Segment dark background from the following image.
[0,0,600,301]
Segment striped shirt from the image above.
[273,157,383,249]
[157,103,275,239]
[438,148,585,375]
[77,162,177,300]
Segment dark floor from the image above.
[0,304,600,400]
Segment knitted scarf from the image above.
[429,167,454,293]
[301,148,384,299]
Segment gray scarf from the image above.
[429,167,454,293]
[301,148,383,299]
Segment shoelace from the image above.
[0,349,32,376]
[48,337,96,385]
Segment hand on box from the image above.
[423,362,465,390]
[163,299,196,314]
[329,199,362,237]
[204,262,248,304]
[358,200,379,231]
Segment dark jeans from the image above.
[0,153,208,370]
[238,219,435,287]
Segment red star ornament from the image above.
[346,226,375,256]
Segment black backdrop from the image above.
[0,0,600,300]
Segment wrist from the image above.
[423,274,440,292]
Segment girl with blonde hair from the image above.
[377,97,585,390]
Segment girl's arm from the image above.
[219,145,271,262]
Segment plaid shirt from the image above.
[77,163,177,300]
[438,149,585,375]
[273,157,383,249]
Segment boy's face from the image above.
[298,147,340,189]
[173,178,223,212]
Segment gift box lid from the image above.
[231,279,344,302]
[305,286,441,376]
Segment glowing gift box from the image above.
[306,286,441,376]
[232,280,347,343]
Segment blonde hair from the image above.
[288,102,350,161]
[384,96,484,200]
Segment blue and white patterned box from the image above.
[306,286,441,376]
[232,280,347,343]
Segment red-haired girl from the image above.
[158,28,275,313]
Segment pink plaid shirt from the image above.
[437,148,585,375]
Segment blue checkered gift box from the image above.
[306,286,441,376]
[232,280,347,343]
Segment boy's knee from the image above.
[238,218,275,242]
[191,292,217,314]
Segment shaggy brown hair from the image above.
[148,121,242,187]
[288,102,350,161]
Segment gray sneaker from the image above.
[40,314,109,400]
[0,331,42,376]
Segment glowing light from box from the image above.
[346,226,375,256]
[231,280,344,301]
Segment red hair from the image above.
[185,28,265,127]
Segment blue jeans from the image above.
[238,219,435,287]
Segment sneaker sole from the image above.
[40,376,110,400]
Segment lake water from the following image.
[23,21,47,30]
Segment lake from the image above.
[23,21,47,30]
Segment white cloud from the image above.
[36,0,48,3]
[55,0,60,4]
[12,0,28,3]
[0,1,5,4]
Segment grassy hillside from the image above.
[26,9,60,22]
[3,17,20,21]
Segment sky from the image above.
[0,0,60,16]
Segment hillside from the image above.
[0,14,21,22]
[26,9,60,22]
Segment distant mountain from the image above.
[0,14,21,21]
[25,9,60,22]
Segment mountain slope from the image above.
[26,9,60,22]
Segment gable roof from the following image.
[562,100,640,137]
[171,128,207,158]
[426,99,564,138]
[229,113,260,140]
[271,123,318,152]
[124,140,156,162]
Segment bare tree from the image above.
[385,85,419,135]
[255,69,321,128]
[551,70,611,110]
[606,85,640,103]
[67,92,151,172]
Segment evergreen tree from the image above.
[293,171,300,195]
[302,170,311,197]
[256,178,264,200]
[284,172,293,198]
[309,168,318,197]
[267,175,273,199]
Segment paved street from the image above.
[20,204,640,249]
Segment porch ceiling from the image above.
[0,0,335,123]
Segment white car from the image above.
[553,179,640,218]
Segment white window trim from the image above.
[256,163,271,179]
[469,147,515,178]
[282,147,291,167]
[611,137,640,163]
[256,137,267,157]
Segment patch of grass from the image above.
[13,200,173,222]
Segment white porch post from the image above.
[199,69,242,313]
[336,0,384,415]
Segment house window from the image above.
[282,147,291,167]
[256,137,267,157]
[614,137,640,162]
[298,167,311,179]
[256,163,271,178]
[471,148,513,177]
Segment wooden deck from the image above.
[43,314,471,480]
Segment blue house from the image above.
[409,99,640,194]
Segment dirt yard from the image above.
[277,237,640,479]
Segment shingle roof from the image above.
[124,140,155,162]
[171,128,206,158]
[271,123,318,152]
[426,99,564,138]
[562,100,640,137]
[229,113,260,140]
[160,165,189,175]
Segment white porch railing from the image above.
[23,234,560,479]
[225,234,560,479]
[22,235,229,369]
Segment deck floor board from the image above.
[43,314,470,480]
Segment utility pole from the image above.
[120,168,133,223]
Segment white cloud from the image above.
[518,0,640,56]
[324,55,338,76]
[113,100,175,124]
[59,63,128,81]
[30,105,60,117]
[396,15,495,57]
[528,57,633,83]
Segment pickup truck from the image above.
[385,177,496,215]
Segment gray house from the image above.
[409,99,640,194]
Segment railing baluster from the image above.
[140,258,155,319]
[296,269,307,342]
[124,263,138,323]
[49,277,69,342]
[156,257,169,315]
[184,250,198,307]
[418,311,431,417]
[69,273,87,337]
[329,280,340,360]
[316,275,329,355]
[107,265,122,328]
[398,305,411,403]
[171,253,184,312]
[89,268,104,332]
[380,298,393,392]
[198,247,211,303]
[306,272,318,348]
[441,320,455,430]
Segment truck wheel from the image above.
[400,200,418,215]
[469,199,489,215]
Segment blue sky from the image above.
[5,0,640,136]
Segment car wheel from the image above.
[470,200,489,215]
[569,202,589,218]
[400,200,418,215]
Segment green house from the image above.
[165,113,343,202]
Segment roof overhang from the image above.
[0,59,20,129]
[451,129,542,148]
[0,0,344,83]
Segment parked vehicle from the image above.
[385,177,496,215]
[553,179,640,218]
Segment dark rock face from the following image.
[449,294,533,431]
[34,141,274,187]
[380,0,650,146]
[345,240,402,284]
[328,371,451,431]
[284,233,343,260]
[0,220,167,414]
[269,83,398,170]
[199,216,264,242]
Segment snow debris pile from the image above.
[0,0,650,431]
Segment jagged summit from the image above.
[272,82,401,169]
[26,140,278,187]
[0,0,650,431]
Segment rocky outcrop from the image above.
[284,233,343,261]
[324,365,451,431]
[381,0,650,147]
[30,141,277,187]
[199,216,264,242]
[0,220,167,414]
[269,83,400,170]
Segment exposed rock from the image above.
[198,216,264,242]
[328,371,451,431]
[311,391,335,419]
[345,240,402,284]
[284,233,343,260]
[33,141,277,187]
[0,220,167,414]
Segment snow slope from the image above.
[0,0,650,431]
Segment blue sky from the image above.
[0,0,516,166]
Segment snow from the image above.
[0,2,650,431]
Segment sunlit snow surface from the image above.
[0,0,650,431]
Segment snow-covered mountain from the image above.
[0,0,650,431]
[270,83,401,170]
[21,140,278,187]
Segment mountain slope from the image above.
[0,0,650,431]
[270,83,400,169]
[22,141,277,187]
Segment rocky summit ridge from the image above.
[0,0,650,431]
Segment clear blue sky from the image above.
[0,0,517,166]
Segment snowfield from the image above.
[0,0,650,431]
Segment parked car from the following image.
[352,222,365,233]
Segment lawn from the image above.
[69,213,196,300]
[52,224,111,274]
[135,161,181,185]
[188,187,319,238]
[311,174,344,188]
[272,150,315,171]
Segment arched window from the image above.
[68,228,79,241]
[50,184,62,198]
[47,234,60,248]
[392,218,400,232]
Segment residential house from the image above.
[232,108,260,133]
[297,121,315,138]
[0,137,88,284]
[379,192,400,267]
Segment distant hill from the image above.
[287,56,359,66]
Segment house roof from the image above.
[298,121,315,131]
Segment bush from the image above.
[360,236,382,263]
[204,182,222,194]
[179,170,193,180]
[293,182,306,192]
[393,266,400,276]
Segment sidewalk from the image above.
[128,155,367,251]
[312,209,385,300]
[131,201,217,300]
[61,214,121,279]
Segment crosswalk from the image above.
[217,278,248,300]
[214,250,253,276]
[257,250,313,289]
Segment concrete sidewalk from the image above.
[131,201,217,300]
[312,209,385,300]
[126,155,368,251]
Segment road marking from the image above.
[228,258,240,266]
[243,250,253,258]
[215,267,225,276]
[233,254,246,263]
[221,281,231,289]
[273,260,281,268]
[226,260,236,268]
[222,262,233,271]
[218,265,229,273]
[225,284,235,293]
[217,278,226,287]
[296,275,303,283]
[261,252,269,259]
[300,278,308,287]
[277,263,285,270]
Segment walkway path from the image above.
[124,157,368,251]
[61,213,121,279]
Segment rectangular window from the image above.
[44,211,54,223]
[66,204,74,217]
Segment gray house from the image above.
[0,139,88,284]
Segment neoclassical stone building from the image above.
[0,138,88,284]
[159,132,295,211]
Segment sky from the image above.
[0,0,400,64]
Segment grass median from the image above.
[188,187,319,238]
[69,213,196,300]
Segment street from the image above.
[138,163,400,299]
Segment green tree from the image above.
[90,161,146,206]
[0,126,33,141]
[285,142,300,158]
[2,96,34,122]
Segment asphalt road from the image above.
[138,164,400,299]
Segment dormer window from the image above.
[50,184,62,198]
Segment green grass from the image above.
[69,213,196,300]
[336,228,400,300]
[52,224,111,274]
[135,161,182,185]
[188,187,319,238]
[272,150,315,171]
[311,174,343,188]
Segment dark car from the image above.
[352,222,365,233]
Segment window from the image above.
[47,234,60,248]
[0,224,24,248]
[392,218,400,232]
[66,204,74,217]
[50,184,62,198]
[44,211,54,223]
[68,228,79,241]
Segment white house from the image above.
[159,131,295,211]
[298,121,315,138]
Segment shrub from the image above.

PROBLEM DESCRIPTION:
Please extract every row above that contains the word "porch".

RESULT OF THE TASK:
Segment porch ceiling from the image above.
Segment white porch post from the image above.
Segment white porch railing from the image above.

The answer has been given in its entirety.